--- Start ARTICLE ---

Once the Western Defense Command announced plans for mass removal, Fujii joined the JACL in advocating collaboration with the government. Together with Noguchi and Wesley Oyama, Fujii assisted University of Southern California Film Professor Frank Judson in March 1942 in recording a film documenting the early movement of Japanese Americans to Manzanar and the construction of the camp by Nisei volunteers. The United Citizens Federation screened the footage to an audience of 2500 at Daishi Hall in Little Tokyo on April 6, 1942, with the goal of mobilizing further volunteers. Given this goal, the footage presented a rather more positive picture of removal than what later followed.

Shuji and Kikue Fujii reported to the WCCA’s Santa Anita Assembly Center in April 1942, and remained there until July 1942. While in camp, both engaged in organizing work. Because of his notoriety as a communist, Shuji found himself the target of conspiracies among groups of inmates. When Shuji learned that camp administrators had banned the production of a Japanese-language newspaper, he circulated a petition to permit its publication. In response, the FBI arrested Shuji on June 22, 1942, and sent him to the Los Angeles County Jail. Kikue, panicked by the arrest, wrote Noguchi, to ask his help.

--- End ARTICLE ---
--- Start INPUT FOR THIS TASK ---

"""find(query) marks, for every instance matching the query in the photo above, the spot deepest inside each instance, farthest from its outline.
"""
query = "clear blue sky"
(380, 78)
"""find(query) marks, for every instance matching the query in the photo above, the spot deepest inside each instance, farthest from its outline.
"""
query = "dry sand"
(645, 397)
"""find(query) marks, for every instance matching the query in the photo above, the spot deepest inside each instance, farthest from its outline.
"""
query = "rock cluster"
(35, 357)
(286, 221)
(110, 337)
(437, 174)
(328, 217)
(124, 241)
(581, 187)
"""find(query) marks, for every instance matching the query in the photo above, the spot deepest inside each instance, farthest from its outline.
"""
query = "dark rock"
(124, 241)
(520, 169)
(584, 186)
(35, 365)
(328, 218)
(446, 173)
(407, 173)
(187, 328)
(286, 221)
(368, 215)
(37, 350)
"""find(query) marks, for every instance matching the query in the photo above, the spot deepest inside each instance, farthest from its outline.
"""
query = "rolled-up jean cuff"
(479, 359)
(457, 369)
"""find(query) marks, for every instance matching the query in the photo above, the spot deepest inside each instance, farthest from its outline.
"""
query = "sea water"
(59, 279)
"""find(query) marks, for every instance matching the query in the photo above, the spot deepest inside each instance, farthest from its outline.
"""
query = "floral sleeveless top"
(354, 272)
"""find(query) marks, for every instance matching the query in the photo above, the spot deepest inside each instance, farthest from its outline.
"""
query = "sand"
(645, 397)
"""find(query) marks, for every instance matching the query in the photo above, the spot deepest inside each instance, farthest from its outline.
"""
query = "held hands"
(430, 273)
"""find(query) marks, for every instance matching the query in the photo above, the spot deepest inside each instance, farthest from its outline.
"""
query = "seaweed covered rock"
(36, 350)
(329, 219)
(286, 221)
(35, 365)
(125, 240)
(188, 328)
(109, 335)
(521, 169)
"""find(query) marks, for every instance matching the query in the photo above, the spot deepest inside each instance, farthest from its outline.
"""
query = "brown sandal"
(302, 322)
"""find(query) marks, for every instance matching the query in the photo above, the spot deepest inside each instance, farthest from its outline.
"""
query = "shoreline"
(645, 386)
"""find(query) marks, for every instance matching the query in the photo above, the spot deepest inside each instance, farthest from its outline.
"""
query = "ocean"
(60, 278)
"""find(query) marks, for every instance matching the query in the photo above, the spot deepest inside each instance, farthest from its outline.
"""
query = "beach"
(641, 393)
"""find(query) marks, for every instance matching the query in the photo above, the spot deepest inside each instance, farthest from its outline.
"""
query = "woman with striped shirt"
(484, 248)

--- End INPUT FOR THIS TASK ---

TASKS FOR THIS EXERCISE ::
(a) Pick out every line of the entries that contains the word "rock" and copy each one.
(b) Extend the passage on Shuji Fujii, picking up right after its final sentence.
These entries have no connection to the passage on Shuji Fujii.

ANSWERS TO THE EXERCISES ::
(a)
query = "rock cluster"
query = "dark rock"
query = "seaweed covered rock"

(b)
The intervention of outside friends was decisive. On July 3, Shuji was released from prison, with the charges dismissed. Two weeks later, Shuji and Kikue left Santa Anita for New York in late July 1942, ending their three-month stay at Santa Anita and avoiding incarceration in one of the ten WRA camps. News of Shuji’s release from prison was reported by the Manzanar Free Press. In New York City, Shuji was hired for war work by the Office of War Information.

After arriving in New York, Shuji remained a steady correspondence with Isamu Noguchi. In his letters, Fujii expressed his frustration with the realities of camp, the JACL, and the lack of progress with the government regarding relocation. In mid-1943, with assistance from the antifascist group Japanese American Committee for democracy, Fujii revived Doho. However, operating from New York, Fujii found it difficult to connect with readers spread across the country, especially those in the WRA camps. Doho folded permanently in November 1943.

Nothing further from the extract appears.